Segment Open

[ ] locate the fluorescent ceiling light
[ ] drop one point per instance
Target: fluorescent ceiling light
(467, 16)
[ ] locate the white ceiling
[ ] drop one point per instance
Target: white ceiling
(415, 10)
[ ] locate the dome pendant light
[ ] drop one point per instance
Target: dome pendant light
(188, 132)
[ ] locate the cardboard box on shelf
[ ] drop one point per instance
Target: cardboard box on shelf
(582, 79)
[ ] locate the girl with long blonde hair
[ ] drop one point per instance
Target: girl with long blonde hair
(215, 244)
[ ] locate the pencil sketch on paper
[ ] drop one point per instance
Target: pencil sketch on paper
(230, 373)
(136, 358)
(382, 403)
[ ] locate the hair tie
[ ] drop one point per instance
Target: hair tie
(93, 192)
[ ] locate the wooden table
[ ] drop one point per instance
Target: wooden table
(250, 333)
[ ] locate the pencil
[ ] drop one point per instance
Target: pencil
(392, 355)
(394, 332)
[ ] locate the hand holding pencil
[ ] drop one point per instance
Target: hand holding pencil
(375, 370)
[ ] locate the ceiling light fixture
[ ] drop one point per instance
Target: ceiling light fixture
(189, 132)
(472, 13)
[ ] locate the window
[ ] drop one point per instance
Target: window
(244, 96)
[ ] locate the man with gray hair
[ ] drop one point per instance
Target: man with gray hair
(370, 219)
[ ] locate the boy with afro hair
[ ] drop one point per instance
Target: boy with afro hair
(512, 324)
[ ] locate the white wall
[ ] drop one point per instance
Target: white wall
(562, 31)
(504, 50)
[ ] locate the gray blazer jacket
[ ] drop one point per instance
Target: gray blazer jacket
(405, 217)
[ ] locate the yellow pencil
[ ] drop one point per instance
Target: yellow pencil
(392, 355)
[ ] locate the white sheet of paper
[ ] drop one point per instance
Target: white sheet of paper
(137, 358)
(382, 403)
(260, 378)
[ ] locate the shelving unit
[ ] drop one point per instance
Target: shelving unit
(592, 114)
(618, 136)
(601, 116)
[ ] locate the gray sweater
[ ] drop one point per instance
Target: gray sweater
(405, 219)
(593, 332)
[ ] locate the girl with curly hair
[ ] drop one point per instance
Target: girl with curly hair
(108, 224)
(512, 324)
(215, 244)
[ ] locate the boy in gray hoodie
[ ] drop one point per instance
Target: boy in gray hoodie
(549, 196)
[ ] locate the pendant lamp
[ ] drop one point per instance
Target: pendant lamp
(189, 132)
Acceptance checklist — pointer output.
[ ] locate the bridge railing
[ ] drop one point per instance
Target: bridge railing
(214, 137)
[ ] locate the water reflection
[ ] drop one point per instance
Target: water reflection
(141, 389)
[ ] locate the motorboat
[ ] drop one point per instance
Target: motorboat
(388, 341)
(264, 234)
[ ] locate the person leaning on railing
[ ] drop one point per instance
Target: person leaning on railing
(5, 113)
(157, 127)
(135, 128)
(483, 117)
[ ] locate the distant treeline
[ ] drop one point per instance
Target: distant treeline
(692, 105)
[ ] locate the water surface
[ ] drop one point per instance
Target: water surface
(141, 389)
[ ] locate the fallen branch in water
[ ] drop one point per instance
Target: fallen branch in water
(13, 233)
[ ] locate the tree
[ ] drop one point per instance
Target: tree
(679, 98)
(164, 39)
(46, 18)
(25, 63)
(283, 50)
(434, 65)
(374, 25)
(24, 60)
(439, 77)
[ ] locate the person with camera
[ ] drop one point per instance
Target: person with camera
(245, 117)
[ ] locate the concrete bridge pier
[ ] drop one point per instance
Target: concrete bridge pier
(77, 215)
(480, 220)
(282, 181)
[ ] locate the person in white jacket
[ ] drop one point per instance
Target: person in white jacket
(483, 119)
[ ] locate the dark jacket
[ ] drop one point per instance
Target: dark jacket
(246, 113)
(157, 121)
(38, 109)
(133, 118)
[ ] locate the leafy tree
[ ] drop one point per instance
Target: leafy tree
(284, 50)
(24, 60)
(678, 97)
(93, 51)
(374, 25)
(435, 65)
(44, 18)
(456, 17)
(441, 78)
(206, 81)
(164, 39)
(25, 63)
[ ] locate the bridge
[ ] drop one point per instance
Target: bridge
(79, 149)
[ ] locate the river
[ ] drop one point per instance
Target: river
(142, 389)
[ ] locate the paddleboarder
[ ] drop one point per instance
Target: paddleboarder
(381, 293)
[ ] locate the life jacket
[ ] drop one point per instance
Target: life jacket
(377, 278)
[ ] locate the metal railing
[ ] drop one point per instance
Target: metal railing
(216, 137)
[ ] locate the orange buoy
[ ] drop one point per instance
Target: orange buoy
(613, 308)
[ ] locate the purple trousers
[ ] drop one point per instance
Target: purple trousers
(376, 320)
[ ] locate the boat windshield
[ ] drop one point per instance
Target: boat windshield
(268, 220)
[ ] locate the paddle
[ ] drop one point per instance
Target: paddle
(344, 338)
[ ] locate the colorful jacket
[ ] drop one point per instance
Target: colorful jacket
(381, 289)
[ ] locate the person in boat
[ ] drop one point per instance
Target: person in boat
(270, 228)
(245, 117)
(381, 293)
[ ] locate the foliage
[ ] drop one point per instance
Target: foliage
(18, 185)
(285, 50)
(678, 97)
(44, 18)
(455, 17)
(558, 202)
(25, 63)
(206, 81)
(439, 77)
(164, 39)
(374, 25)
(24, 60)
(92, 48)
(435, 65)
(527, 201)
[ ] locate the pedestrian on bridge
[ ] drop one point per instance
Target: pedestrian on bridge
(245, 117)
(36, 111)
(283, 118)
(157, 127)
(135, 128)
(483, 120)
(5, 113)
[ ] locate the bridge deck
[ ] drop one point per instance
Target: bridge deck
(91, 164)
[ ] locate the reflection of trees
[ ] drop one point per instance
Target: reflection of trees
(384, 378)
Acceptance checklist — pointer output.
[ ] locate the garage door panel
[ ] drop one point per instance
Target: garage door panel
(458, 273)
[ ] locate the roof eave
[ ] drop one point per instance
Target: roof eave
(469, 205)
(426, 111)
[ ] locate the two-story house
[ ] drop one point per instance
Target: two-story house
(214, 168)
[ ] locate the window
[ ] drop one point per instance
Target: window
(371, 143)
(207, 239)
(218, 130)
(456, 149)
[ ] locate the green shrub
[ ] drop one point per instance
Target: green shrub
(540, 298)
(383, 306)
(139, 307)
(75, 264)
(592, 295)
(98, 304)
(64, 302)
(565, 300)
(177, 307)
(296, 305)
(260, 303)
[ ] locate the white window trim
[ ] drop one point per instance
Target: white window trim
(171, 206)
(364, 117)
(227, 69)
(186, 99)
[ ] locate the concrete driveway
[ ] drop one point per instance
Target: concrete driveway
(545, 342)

Segment Closed

Exercise
Every record above should be copied exactly.

Reply
[ ] locate the fluorescent ceiling light
[ ] drop one point per instance
Target: fluorescent ceiling light
(467, 16)
[ ] locate the white ceiling
[ ] drop one point per instance
Target: white ceiling
(415, 10)
[ ] locate the dome pendant light
[ ] drop one point per instance
Target: dome pendant light
(188, 132)
[ ] locate the cardboard box on shelf
[ ] drop one point per instance
Target: cardboard box on shelf
(582, 79)
[ ] locate the girl with long blonde hair
[ ] drop one point per instance
Target: girl with long blonde hair
(215, 244)
[ ] locate the pencil sketch on paper
[ ] drop one point per instance
Target: pencil sketch on paper
(230, 373)
(136, 358)
(382, 403)
[ ] locate the hair tie
[ ] drop one point per instance
Target: hair tie
(93, 192)
[ ] locate the wooden table
[ ] drop one point per instance
Target: wooden table
(250, 333)
[ ] locate the pencil
[ ] drop one point per instance
Target: pencil
(392, 355)
(394, 332)
[ ] locate the hand holding pencil
[ ] drop one point per instance
Target: hand holding pencil
(375, 370)
[ ] locate the ceiling light fixture
[ ] drop one point per instance
Target: ceiling light fixture
(189, 132)
(472, 13)
[ ] locate the window
[ ] drop one point per instance
Target: window
(244, 96)
[ ] locate the man with gray hair
[ ] drop one point per instance
Target: man with gray hair
(370, 219)
[ ] locate the boy with afro hair
[ ] drop one point per instance
Target: boy with afro hair
(512, 324)
[ ] locate the white wall
[ ] drop one point per instance
Target: white wall
(562, 31)
(504, 50)
[ ] locate the gray blazer jacket
[ ] drop one point per instance
Target: gray blazer jacket
(405, 217)
[ ] locate the yellow pencil
[ ] drop one point per instance
Target: yellow pencil
(392, 355)
[ ] locate the white sheet of paper
[ ] drop one point per instance
Target: white sheet of paper
(137, 358)
(382, 403)
(260, 378)
[ ] locate the shelving unit
[ ] drop one point per instance
Target: shelving unit
(592, 114)
(618, 136)
(601, 116)
[ ] locate the gray sweater
[ ] drop one point per instance
Target: gray sweater
(405, 219)
(593, 332)
[ ] locate the girl with curly hair
[ ] drop one point per instance
Target: girl with curly hair
(108, 224)
(512, 324)
(215, 244)
[ ] locate the boy in gray hoodie
[ ] drop one point per instance
Target: boy in gray hoodie
(549, 196)
[ ] locate the pendant lamp
[ ] drop one point per instance
Target: pendant lamp
(189, 132)
Acceptance checklist — pointer output.
[ ] locate the bridge railing
[ ] drop one point per instance
Target: bridge railing
(214, 137)
[ ] locate the water reflection
[ ] drop one point per instance
Target: water reflection
(141, 389)
[ ] locate the motorboat
[ ] drop one point per instance
Target: motorboat
(388, 341)
(264, 234)
[ ] locate the person leaning on railing
[ ] drop one point per instance
Target: person leaning on railing
(5, 113)
(157, 127)
(135, 128)
(483, 117)
[ ] locate the distant treeline
[ ] drop one point per instance
Target: distant treeline
(692, 105)
[ ] locate the water surface
[ ] drop one point per instance
Target: water surface
(141, 389)
[ ] locate the fallen branch in water
[ ] drop one point per instance
Target: fallen branch in water
(13, 233)
[ ] locate the tree
[ ] drop one point per instance
Target: tree
(679, 98)
(164, 39)
(46, 18)
(25, 63)
(283, 50)
(434, 65)
(374, 25)
(24, 60)
(439, 77)
[ ] locate the person with camera
[ ] drop one point per instance
Target: person with camera
(245, 117)
[ ] locate the concrete bridge pier
[ ] drop one point per instance
Target: concrete bridge pier
(77, 215)
(480, 220)
(282, 181)
[ ] locate the person in white jacket
[ ] drop one point per instance
Target: person in white jacket
(483, 119)
[ ] locate the dark jacket
[ ] drop one point per instance
Target: dark jacket
(246, 113)
(157, 121)
(38, 109)
(133, 118)
[ ] locate the leafy tree
[ ] drop one point per instance
Target: leafy tree
(284, 50)
(24, 60)
(678, 97)
(93, 51)
(374, 25)
(435, 65)
(44, 18)
(456, 17)
(441, 78)
(206, 81)
(164, 39)
(25, 63)
[ ] locate the bridge
[ ] drop one point per instance
Target: bridge
(79, 149)
[ ] locate the river
[ ] drop one point per instance
Target: river
(142, 389)
[ ] locate the paddleboarder
[ ] drop one point per instance
Target: paddleboarder
(381, 293)
[ ] locate the life jacket
[ ] drop one point per instance
Target: life jacket
(377, 278)
[ ] locate the metal railing
[ ] drop one point per instance
Target: metal railing
(216, 137)
[ ] locate the orange buoy
[ ] drop one point per instance
Target: orange buoy
(613, 308)
[ ] locate the purple trousers
[ ] drop one point per instance
Target: purple trousers
(376, 320)
[ ] locate the boat windshield
[ ] drop one point per instance
Target: boat windshield
(268, 220)
[ ] locate the paddle
[ ] drop one point per instance
Target: paddle
(344, 338)
[ ] locate the colorful jacket
[ ] drop one point per instance
Target: colorful jacket
(381, 289)
[ ] locate the person in boat
[ ] drop one point per instance
Target: person in boat
(270, 228)
(245, 117)
(381, 293)
[ ] locate the foliage
[ ] drop one point per instance
Target: foliage
(18, 185)
(285, 50)
(678, 97)
(44, 18)
(455, 17)
(558, 202)
(25, 63)
(206, 81)
(439, 77)
(164, 39)
(374, 25)
(24, 60)
(92, 48)
(435, 65)
(527, 201)
[ ] locate the pedestrian on bridge
[ ] drop one point per instance
Target: pedestrian on bridge
(245, 117)
(36, 111)
(283, 118)
(157, 127)
(135, 128)
(483, 120)
(5, 113)
[ ] locate the bridge deck
[ ] drop one point per instance
Target: bridge deck
(91, 164)
[ ] locate the reflection of trees
[ ] drop one point per instance
Target: reflection of trees
(384, 378)
Acceptance checklist — pointer output.
[ ] locate the garage door panel
[ ] drop one point per instance
Target: garage door panel
(458, 273)
[ ] locate the roof eave
[ ] drop one point per instance
Target: roof eave
(469, 205)
(426, 111)
[ ] locate the two-story house
[ ] drop one point per instance
Target: two-story house
(214, 168)
[ ] locate the window
[ ] drop one point per instance
Target: window
(371, 143)
(207, 239)
(218, 130)
(456, 149)
[ ] locate the green shrub
[ ] drop one point per instance
Target: green shrub
(540, 298)
(383, 306)
(139, 307)
(75, 264)
(592, 295)
(98, 304)
(64, 302)
(565, 300)
(177, 307)
(296, 305)
(260, 303)
[ ] locate the white window trim
[ ] drop one point per instance
Target: white window trim
(171, 206)
(364, 117)
(227, 69)
(186, 99)
[ ] locate the concrete driveway
[ ] drop one point per instance
Target: concrete driveway
(545, 342)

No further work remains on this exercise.